Document source:
# # # #

GATT et la création de l’OMC (Organisation mondiale du
commerce). Le GATT, accord de réduction des droits de
douane, entré en vigueur tardivement en 1948 entre
23 États contractants, faisait partie d’un nouvel
ordre mondial planifié à la fin de la Seconde Guerre
mondiale, auquel participent des institutions telles que
l’ONU, la Banque mondiale, le Fonds monétaire
international, etc. L’objectif économique était de
promouvoir l’ouverture des marchés au niveau mondial,
tout en tenant compte des situations nationales.
L’accent fut mis sur la réduction des droits de douane
et autres restrictions commerciales. Depuis, plus de
120 pays, couvrant plus de 90 % du commerce
mondial, ont adhéré au GATT, dont l’efficacité se
manifeste par le fait que, de 1946 à 1973, les droits de
douane entre les États membres ont été fortement
réduits, passant de 40 % à 10 %. Dès le début,
les intérêts étaient tels que les plus forts potentiels
économiques, en premier lieu les États-Unis, exigèrent
également la réduction la plus massive possible de
toutes les mesures de protection. Le mot d’ordre de ce
groupe de pays industrialisés est toujours de
« lutter contre le protectionnisme », la
plupart de ces États oubliant négligemment qu’ils ont
eux-mêmes acquis leur force derrière des barrières
tarifaires et protectrices élevées.

# # # #

Lignes de données:
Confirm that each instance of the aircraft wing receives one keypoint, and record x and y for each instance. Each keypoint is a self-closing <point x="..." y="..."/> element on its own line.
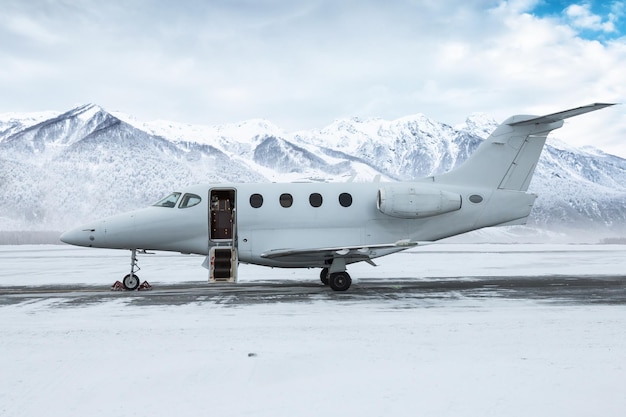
<point x="364" y="252"/>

# # # #

Consigne écrite A:
Recopiez mot pour mot, dans le texte sur le GATT, le passage qui s'ouvre sur les mots contenant « GATT et la création » et se termine par « des situations nationales. ».
Consigne écrite B:
Pour chaque affirmation, dites par oui ou non si elle concorde avec le texte sur le GATT, en citant les mots décisifs du texte : (i) Le GATT est entré en vigueur en 1948 entre 23 États. (ii) De 1946 à 1973, les droits de douane entre États membres sont passés de 40 % à 20 %. (iii) Plus de 120 pays ont adhéré au GATT.

Résultat A:
GATT et la création de l’OMC (Organisation mondiale du
commerce). Le GATT, accord de réduction des droits de
douane, entré en vigueur tardivement en 1948 entre
23 États contractants, faisait partie d’un nouvel
ordre mondial planifié à la fin de la Seconde Guerre
mondiale, auquel participent des institutions telles que
l’ONU, la Banque mondiale, le Fonds monétaire
international, etc. L’objectif économique était de
promouvoir l’ouverture des marchés au niveau mondial,
tout en tenant compte des situations nationales.

Résultat B:
(i) Oui : « entré en vigueur tardivement en 1948 entre 23 États contractants ».
(ii) Non : « passant de 40 % à 10 % ».
(iii) Oui : « plus de 120 pays, couvrant plus de 90 % du commerce mondial, ont adhéré au GATT ».